__Passage given__
_____
DocketNumber: 94-185
Judges: Dudley, Hays
Filed Date: 12/19/1994
Status: Precedential
Modified Date: 10/19/2024
Lynn Sproles brought this action against Nucor-Yamato Steel Company (NYS) and Associated Brigham Contractors, Inc. (ABC) for personal injuries suffered when he fell from an elevated platform at a steel mill operated by NYS. Sproles later died of unrelated causes while this appeal was pending and Susan Sproles was duly substituted as special administratrix of the estate of Lynn Sproles, deceased.
Around June 1, 1991, Lynn Sproles was employed by West Tennessee Maintenance Services, Inc. (WTM) as a pipe fitter and welder. WTM had contracted with NYS to perform structural modifications at the NYS mill. On June 11, Sproles and other employees of WTM were taking measurements as they worked on the elevated platform. The platform was welded to the structure of the plant approximately thirty-four feet above the mill floor. Its purpose was to provide access to a valve station. The platform was constructed of structural steel and measured 6'6" by 10' 9". It was guarded by a yellow perimeter fence. In a corner of the platform was an unguarded opening measuring 2'4" by 3'.
The platform was constructed between February and May of 1988 by appellee ABC pursuant to a contract with NYS. The platform had been installed at a different location, but about ten days before Sproles’s injury it was moved by WTM from its original location and welded to the plant wall at its current location.
As originally installed, the platform was equipped with a ladder extending from the plant floor through and above the opening in the platform. The ladder rose above the platform floor by some four feet and provided access to and from the platform. The ladder was surrounded by a metal cage from the floor of the plant to the floor of the platform. When WTM relocated the platform, the ladder and cage were not reinstalled, evidently because some equipment needed for such installation was not then available. In the absence of the ladder, workmen gained access to the platform by a “JLG” lift or bucket.
_____
__Information given__
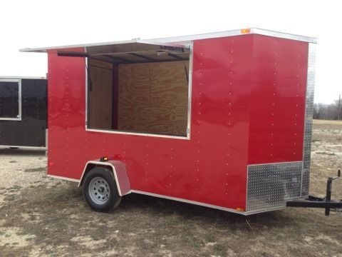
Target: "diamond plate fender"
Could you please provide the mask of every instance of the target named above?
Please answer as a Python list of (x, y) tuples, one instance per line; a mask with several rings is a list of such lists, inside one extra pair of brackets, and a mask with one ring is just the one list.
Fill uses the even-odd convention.
[(113, 171), (114, 178), (119, 196), (123, 196), (131, 193), (130, 184), (127, 176), (125, 163), (120, 161), (110, 160), (108, 161), (100, 161), (100, 160), (89, 161), (86, 164), (82, 176), (81, 177), (78, 186), (82, 186), (83, 178), (91, 168), (96, 166), (108, 166)]

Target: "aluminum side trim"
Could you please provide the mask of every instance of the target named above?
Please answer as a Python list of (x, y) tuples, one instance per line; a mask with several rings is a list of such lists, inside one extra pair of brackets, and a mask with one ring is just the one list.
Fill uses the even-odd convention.
[(232, 209), (232, 208), (229, 208), (217, 206), (214, 206), (214, 205), (212, 205), (212, 204), (204, 203), (201, 203), (201, 202), (197, 202), (197, 201), (195, 201), (183, 199), (183, 198), (177, 198), (177, 197), (160, 195), (160, 194), (157, 194), (157, 193), (141, 191), (139, 191), (139, 190), (131, 190), (130, 192), (131, 193), (135, 193), (143, 194), (143, 195), (145, 195), (145, 196), (161, 198), (164, 198), (164, 199), (168, 199), (168, 200), (172, 200), (172, 201), (180, 201), (180, 202), (183, 202), (183, 203), (187, 203), (198, 205), (198, 206), (204, 206), (204, 207), (209, 207), (209, 208), (215, 208), (215, 209), (217, 209), (217, 210), (226, 211), (229, 211), (229, 212), (239, 213), (239, 214), (244, 214), (244, 215), (246, 214), (245, 212), (239, 211), (237, 211), (237, 210), (234, 210), (234, 209)]
[(79, 179), (63, 177), (63, 176), (55, 176), (55, 175), (47, 174), (47, 176), (48, 176), (50, 178), (53, 178), (63, 179), (63, 180), (68, 181), (73, 181), (73, 182), (79, 182), (80, 181)]
[(41, 76), (0, 76), (0, 79), (46, 79), (46, 77)]
[(303, 142), (303, 168), (301, 172), (301, 196), (309, 195), (310, 180), (310, 161), (311, 155), (311, 136), (314, 115), (314, 95), (315, 90), (316, 45), (309, 44), (308, 74), (306, 78), (306, 92), (305, 104), (304, 138)]

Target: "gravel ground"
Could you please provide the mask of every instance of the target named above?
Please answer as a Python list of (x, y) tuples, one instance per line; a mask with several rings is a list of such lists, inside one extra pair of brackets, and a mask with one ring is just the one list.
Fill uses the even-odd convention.
[[(342, 167), (342, 122), (315, 122), (310, 191)], [(244, 217), (132, 194), (91, 211), (76, 183), (46, 175), (45, 151), (0, 148), (0, 256), (338, 256), (342, 216), (287, 208)], [(333, 184), (342, 196), (342, 179)]]

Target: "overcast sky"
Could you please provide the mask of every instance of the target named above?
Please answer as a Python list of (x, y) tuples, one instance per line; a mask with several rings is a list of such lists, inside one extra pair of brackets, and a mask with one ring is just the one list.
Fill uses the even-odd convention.
[(26, 47), (182, 36), (248, 27), (318, 39), (315, 102), (342, 94), (342, 1), (1, 1), (0, 76), (43, 76)]

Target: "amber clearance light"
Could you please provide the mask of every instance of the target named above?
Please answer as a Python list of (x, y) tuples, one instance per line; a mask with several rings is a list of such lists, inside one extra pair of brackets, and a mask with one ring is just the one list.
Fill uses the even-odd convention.
[(241, 34), (249, 34), (251, 33), (251, 29), (240, 29)]

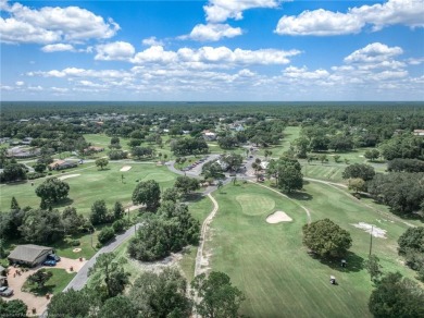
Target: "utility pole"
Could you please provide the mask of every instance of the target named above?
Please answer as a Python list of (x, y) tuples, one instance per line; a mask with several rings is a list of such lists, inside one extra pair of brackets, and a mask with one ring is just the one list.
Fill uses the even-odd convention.
[(371, 250), (373, 248), (373, 231), (374, 231), (374, 225), (371, 225), (371, 233), (370, 233), (370, 256), (371, 256)]

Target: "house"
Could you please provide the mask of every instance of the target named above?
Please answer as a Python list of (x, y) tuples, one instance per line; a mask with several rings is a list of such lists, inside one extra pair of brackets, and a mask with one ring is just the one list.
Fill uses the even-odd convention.
[(52, 247), (40, 246), (40, 245), (17, 245), (15, 249), (8, 256), (11, 264), (22, 264), (29, 267), (34, 267), (42, 264), (47, 256), (53, 254)]
[(76, 161), (67, 161), (67, 160), (55, 160), (54, 162), (48, 166), (49, 170), (63, 170), (78, 167)]
[(13, 147), (8, 150), (9, 157), (14, 158), (30, 158), (30, 157), (37, 157), (41, 154), (41, 150), (39, 148), (23, 148), (23, 147)]
[(0, 265), (0, 288), (5, 285), (7, 280), (8, 276), (5, 273), (5, 268)]
[(88, 148), (84, 149), (84, 152), (101, 152), (103, 150), (104, 150), (103, 147), (89, 146)]
[(424, 130), (414, 130), (413, 134), (415, 136), (424, 136)]
[(216, 140), (216, 134), (212, 133), (210, 131), (203, 131), (202, 135), (203, 135), (204, 140), (207, 140), (207, 142)]
[(34, 138), (32, 137), (26, 137), (26, 138), (23, 138), (21, 144), (23, 145), (30, 145), (30, 142), (33, 142)]
[(266, 170), (269, 164), (270, 164), (269, 161), (262, 161), (259, 166), (261, 166), (262, 170)]

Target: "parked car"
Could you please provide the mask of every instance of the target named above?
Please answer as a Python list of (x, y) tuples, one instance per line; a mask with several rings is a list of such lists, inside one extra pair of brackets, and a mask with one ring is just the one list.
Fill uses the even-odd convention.
[(10, 297), (13, 295), (13, 290), (8, 286), (0, 288), (0, 296)]
[(55, 254), (48, 255), (47, 259), (52, 259), (52, 260), (55, 260), (55, 261), (60, 261), (61, 260), (60, 256), (58, 256)]
[(47, 259), (42, 262), (43, 266), (55, 266), (54, 259)]

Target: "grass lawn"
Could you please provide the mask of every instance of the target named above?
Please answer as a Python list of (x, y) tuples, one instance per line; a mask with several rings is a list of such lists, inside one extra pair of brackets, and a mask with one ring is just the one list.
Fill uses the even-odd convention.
_____
Reproduce the portion of the court opinion above that begins at the words "DocketNumber: 94-185" and ends after "Lynn Sproles, deceased.", copying it word for word.

DocketNumber: 94-185
Judges: Dudley, Hays
Filed Date: 12/19/1994
Status: Precedential
Modified Date: 10/19/2024
Lynn Sproles brought this action against Nucor-Yamato Steel Company (NYS) and Associated Brigham Contractors, Inc. (ABC) for personal injuries suffered when he fell from an elevated platform at a steel mill operated by NYS. Sproles later died of unrelated causes while this appeal was pending and Susan Sproles was duly substituted as special administratrix of the estate of Lynn Sproles, deceased.